Reproduce the lines below, from the line containing "task: segment the white foam on water" through the line containing "117L250 118L252 117L256", including both of those lines. Leave out any pictures.

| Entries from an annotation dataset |
______________________________

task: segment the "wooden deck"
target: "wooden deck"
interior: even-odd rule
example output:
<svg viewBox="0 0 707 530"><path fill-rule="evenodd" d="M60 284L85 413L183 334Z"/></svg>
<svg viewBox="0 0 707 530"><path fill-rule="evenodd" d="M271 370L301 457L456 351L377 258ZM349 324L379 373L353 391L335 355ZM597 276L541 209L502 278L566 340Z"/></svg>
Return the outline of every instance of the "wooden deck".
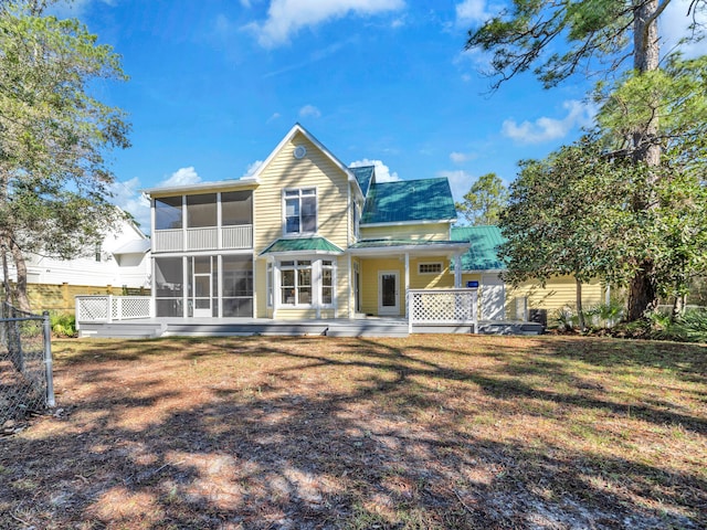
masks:
<svg viewBox="0 0 707 530"><path fill-rule="evenodd" d="M272 320L265 318L146 318L113 322L78 322L80 337L145 339L156 337L327 336L408 337L405 318ZM413 333L472 333L472 326L414 326ZM539 335L535 322L479 322L481 333Z"/></svg>

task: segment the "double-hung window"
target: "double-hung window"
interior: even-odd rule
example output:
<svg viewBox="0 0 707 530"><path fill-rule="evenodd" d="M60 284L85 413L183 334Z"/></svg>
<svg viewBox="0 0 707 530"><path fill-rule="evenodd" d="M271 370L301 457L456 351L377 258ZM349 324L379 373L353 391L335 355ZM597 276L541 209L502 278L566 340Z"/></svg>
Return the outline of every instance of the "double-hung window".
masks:
<svg viewBox="0 0 707 530"><path fill-rule="evenodd" d="M285 190L285 234L314 234L317 231L317 190Z"/></svg>
<svg viewBox="0 0 707 530"><path fill-rule="evenodd" d="M312 262L296 259L282 262L282 303L285 306L308 306L312 304Z"/></svg>

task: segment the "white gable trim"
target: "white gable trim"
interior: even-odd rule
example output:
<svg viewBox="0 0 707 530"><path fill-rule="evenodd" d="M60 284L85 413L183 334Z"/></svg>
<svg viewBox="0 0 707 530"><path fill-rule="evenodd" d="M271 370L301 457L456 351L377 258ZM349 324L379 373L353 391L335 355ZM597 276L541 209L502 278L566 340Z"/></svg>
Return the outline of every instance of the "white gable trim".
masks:
<svg viewBox="0 0 707 530"><path fill-rule="evenodd" d="M261 163L260 167L255 170L255 172L251 176L251 179L260 181L260 176L263 173L263 171L265 171L265 168L267 168L267 166L270 166L270 163L273 161L273 159L287 145L287 142L289 142L295 137L295 135L297 135L297 132L303 135L312 144L314 144L314 146L317 149L319 149L324 153L324 156L327 157L331 161L331 163L334 163L337 168L339 168L346 174L346 177L347 177L349 182L356 183L356 187L358 188L359 193L361 194L361 197L363 197L363 192L361 191L361 188L358 184L358 180L356 180L356 177L349 170L349 168L347 168L346 165L344 162L341 162L341 160L336 158L334 156L334 153L331 151L329 151L324 146L324 144L321 144L319 140L317 140L307 129L305 129L299 124L295 124L292 127L292 129L289 129L289 131L285 135L285 137L279 141L279 144L277 144L277 147L275 147L275 149L273 149L273 151L268 155L268 157L265 159L265 161L263 163Z"/></svg>

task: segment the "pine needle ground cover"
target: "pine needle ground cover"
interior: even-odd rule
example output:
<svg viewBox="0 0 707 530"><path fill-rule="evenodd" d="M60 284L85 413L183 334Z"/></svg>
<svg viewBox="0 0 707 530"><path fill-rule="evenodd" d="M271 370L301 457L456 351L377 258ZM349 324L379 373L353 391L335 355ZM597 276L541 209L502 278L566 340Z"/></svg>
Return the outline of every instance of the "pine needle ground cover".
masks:
<svg viewBox="0 0 707 530"><path fill-rule="evenodd" d="M0 528L707 527L707 348L56 340Z"/></svg>

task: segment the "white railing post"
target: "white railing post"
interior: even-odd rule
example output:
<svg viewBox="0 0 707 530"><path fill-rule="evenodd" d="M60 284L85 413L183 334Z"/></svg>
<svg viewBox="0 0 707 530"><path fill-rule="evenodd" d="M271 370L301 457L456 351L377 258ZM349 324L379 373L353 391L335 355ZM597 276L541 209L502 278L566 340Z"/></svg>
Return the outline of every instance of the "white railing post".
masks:
<svg viewBox="0 0 707 530"><path fill-rule="evenodd" d="M412 314L415 308L413 307L413 300L410 298L410 289L405 289L405 305L408 306L408 333L412 333Z"/></svg>
<svg viewBox="0 0 707 530"><path fill-rule="evenodd" d="M80 296L74 296L74 315L75 315L75 320L76 320L76 331L78 331L80 329L80 324L81 319L83 317L83 315L81 314L82 307L81 307L81 297Z"/></svg>
<svg viewBox="0 0 707 530"><path fill-rule="evenodd" d="M108 324L113 321L113 295L108 295L108 310L106 311Z"/></svg>

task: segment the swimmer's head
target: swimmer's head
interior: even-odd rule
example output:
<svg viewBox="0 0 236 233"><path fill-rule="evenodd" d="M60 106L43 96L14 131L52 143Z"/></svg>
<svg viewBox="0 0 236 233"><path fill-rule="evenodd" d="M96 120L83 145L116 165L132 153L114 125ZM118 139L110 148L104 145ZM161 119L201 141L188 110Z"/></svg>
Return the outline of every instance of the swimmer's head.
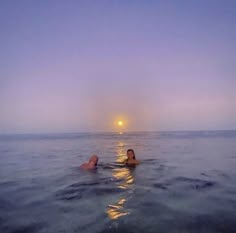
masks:
<svg viewBox="0 0 236 233"><path fill-rule="evenodd" d="M94 164L95 166L97 166L97 164L98 164L98 157L97 157L97 155L92 155L90 157L90 159L89 159L89 163Z"/></svg>
<svg viewBox="0 0 236 233"><path fill-rule="evenodd" d="M133 149L127 150L127 157L128 157L128 159L135 159L135 153L134 153Z"/></svg>

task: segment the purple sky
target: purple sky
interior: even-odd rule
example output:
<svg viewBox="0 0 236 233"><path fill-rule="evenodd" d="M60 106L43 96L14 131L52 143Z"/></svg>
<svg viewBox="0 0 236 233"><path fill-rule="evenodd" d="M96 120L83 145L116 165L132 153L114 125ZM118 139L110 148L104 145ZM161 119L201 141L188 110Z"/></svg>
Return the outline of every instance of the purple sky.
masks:
<svg viewBox="0 0 236 233"><path fill-rule="evenodd" d="M236 1L0 3L0 133L236 129Z"/></svg>

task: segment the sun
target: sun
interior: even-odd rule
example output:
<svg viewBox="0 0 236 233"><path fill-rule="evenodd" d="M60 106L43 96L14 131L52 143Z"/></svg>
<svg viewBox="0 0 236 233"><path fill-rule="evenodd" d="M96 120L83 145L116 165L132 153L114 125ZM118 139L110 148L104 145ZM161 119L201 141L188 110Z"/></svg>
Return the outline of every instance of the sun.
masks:
<svg viewBox="0 0 236 233"><path fill-rule="evenodd" d="M124 122L123 122L123 121L118 121L118 122L117 122L117 125L118 125L118 126L123 126L123 125L124 125Z"/></svg>

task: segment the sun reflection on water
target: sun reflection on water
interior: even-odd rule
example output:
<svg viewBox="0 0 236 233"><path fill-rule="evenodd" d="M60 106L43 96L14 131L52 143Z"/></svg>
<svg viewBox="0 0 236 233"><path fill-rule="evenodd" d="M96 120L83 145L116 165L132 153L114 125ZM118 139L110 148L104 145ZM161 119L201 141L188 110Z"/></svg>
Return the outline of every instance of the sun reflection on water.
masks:
<svg viewBox="0 0 236 233"><path fill-rule="evenodd" d="M126 153L124 143L118 142L116 150L116 163L124 163ZM117 181L117 187L120 189L129 189L134 183L134 177L131 170L127 167L116 167L112 170L112 176ZM106 210L108 217L111 220L116 220L122 216L128 215L129 212L124 209L124 204L127 202L127 197L120 197L114 204L109 204Z"/></svg>

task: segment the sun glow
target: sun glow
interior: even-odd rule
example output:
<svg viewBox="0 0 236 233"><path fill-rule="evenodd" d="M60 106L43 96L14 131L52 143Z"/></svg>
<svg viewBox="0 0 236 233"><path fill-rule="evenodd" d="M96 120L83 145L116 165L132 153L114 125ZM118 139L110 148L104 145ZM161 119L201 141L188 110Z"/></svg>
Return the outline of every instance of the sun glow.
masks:
<svg viewBox="0 0 236 233"><path fill-rule="evenodd" d="M118 126L123 126L124 123L123 123L123 121L118 121L118 122L117 122L117 125L118 125Z"/></svg>

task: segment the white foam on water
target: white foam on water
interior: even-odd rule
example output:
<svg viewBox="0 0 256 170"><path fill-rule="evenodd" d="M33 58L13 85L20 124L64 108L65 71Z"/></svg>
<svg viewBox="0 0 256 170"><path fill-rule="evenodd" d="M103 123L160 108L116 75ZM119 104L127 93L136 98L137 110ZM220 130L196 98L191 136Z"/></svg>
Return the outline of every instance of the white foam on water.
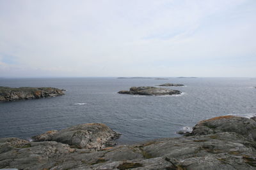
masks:
<svg viewBox="0 0 256 170"><path fill-rule="evenodd" d="M28 141L30 141L30 142L31 142L31 141L33 141L33 139L31 139L31 138L28 138L28 139L26 139Z"/></svg>
<svg viewBox="0 0 256 170"><path fill-rule="evenodd" d="M141 120L148 120L148 118L134 118L134 119L132 119L132 120L132 120L132 121L141 121Z"/></svg>
<svg viewBox="0 0 256 170"><path fill-rule="evenodd" d="M246 117L250 118L252 117L256 117L256 113L245 113L245 114L228 114L228 115L237 116L241 117Z"/></svg>
<svg viewBox="0 0 256 170"><path fill-rule="evenodd" d="M84 105L86 104L87 103L75 103L75 105Z"/></svg>
<svg viewBox="0 0 256 170"><path fill-rule="evenodd" d="M179 132L182 132L183 133L189 132L191 133L193 131L193 127L189 126L184 126L181 128Z"/></svg>
<svg viewBox="0 0 256 170"><path fill-rule="evenodd" d="M185 92L182 92L180 94L173 94L173 95L162 95L162 96L156 96L156 97L179 97L182 96L183 95L186 94Z"/></svg>

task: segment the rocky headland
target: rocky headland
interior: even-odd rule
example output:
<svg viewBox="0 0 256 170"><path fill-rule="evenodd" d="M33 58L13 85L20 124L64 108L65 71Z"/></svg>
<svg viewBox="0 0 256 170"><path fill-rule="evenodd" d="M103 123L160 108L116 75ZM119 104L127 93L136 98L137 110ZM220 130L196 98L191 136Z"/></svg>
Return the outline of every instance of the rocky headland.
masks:
<svg viewBox="0 0 256 170"><path fill-rule="evenodd" d="M64 94L65 90L52 87L0 87L0 102L51 97Z"/></svg>
<svg viewBox="0 0 256 170"><path fill-rule="evenodd" d="M170 87L170 86L184 86L182 84L173 84L173 83L164 83L164 84L161 84L159 85L159 86L164 86L164 87Z"/></svg>
<svg viewBox="0 0 256 170"><path fill-rule="evenodd" d="M198 122L187 136L110 147L118 134L102 124L47 132L33 142L1 138L0 168L256 169L255 120L216 117Z"/></svg>
<svg viewBox="0 0 256 170"><path fill-rule="evenodd" d="M127 94L133 95L144 96L162 96L162 95L173 95L180 94L181 92L176 90L171 90L164 88L158 88L156 87L132 87L130 90L121 90L119 94Z"/></svg>

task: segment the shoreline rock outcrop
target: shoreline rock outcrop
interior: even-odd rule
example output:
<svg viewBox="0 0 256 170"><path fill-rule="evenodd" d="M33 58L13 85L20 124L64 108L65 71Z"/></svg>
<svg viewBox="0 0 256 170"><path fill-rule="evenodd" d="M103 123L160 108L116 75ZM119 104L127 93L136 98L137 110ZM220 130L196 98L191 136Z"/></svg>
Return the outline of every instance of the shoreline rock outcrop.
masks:
<svg viewBox="0 0 256 170"><path fill-rule="evenodd" d="M127 94L133 95L144 96L163 96L163 95L174 95L181 94L181 92L177 90L171 90L164 88L158 88L155 87L132 87L130 90L121 90L118 94Z"/></svg>
<svg viewBox="0 0 256 170"><path fill-rule="evenodd" d="M157 139L100 151L72 148L56 141L1 138L0 168L256 169L255 120L233 116L216 117L198 122L189 136Z"/></svg>
<svg viewBox="0 0 256 170"><path fill-rule="evenodd" d="M184 86L184 85L182 85L182 84L173 84L173 83L164 83L164 84L159 85L159 86L164 86L164 87L175 86L175 87L178 87L178 86Z"/></svg>
<svg viewBox="0 0 256 170"><path fill-rule="evenodd" d="M51 97L64 95L65 90L52 87L0 87L0 102Z"/></svg>

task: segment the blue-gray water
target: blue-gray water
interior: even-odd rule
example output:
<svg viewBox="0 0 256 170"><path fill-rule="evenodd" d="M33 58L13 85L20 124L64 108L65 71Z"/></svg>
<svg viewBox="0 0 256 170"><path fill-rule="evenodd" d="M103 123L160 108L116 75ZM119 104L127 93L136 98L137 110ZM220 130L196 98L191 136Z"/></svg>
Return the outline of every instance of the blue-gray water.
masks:
<svg viewBox="0 0 256 170"><path fill-rule="evenodd" d="M118 94L132 86L183 83L167 87L178 96ZM28 138L52 129L90 122L122 134L120 143L177 137L183 127L225 115L256 115L256 80L251 78L117 79L116 78L0 79L0 86L66 89L52 98L0 103L0 138ZM84 104L78 104L84 103Z"/></svg>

______________________________

| RESPONSE TO THIS TASK |
task: segment the white foam on water
target: white foam on water
interior: even-odd rule
example output:
<svg viewBox="0 0 256 170"><path fill-rule="evenodd" d="M33 58L13 85L20 124L64 108L65 71Z"/></svg>
<svg viewBox="0 0 256 170"><path fill-rule="evenodd" d="M103 123L160 108L116 75ZM119 104L127 93L136 98L137 110ZM220 130L196 98L191 136Z"/></svg>
Return the outline of every instance of the white foam on water.
masks:
<svg viewBox="0 0 256 170"><path fill-rule="evenodd" d="M28 141L30 141L30 142L31 142L31 141L33 141L33 139L31 139L31 138L28 138L28 139L26 139Z"/></svg>
<svg viewBox="0 0 256 170"><path fill-rule="evenodd" d="M141 120L148 120L148 118L134 118L134 119L132 119L132 120L132 120L132 121L141 121Z"/></svg>
<svg viewBox="0 0 256 170"><path fill-rule="evenodd" d="M246 117L250 118L252 117L256 117L256 113L245 113L245 114L228 114L228 115L237 116L241 117Z"/></svg>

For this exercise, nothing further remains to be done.